Swap "gold molding" for "gilded molding" in the listing, starting at the line holding "of the ornate" and running through the end of the listing, inclusive. Reproduce only those lines, leaving everything else unchanged.

[START OF RECORDS]

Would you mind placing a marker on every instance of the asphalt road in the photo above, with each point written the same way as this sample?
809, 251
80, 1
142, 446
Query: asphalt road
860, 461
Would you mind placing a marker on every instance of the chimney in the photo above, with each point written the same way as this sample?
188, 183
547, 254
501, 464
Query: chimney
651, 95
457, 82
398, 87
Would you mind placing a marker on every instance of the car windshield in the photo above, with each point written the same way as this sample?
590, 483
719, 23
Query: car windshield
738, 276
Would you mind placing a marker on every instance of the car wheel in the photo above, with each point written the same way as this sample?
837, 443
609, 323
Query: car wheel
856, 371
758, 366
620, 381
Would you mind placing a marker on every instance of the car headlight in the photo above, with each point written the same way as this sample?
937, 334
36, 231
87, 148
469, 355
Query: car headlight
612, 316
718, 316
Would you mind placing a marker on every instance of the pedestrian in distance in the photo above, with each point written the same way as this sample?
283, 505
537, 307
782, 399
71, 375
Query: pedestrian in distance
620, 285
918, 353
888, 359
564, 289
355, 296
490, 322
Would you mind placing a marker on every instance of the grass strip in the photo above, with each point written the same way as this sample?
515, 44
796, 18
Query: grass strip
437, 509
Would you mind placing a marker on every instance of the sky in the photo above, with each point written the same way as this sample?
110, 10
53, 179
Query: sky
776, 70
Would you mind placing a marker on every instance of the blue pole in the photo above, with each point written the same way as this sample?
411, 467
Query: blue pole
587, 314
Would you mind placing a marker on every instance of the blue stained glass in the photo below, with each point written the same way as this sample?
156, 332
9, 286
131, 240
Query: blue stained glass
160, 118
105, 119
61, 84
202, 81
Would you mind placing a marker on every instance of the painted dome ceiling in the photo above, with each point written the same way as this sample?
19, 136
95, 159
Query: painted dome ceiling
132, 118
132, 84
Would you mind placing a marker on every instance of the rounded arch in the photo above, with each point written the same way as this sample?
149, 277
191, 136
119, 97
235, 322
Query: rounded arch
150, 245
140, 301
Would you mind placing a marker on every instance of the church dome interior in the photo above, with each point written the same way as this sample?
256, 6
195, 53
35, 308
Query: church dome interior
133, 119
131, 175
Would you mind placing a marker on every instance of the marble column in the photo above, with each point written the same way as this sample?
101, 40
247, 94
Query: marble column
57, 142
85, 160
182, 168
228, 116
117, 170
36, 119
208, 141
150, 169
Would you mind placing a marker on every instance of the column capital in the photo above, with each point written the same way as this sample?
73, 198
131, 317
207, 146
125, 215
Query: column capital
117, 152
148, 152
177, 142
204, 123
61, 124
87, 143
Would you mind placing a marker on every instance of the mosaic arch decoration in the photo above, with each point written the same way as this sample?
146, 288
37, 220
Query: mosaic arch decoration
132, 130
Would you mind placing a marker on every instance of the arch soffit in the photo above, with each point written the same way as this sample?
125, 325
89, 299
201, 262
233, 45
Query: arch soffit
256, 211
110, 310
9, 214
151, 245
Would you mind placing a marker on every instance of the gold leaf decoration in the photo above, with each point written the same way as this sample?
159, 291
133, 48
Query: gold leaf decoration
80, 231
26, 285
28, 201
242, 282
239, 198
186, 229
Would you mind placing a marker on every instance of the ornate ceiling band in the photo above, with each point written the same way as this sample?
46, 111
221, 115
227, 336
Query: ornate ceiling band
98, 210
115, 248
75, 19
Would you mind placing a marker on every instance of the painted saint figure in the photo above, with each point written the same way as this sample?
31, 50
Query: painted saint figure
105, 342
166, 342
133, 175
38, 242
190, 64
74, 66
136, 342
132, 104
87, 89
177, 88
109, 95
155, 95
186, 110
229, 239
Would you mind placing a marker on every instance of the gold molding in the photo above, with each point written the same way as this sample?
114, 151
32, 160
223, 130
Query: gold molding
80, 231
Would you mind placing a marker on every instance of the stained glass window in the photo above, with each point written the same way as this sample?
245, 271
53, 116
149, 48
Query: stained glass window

[END OF RECORDS]

● **SOLUTION TO THIS TASK**
Would you mind placing a marker on every instance of the ornate ceiling band in the photo above, with each point written the same way as this sample?
46, 111
221, 115
227, 336
Query: ornate ceiling band
98, 210
115, 248
75, 19
Would you mind placing a marker on every instance of the painted saint figure in the photo above, with each point written the same way as this sample?
31, 50
Query: painted saint figure
105, 342
166, 342
133, 175
38, 242
190, 64
74, 66
136, 342
132, 104
87, 89
177, 88
109, 95
155, 95
186, 110
229, 239
Would you mind placing a marker on every instance of the gilded molding in the photo above, with each point written the same way as this sample?
114, 151
32, 160
223, 130
Query: gilded molding
80, 231
Would you mind placing a marker on every instance of the stained glass window in the photo above, with each point written the same way as this sample?
245, 271
53, 116
149, 48
Query: stained glass window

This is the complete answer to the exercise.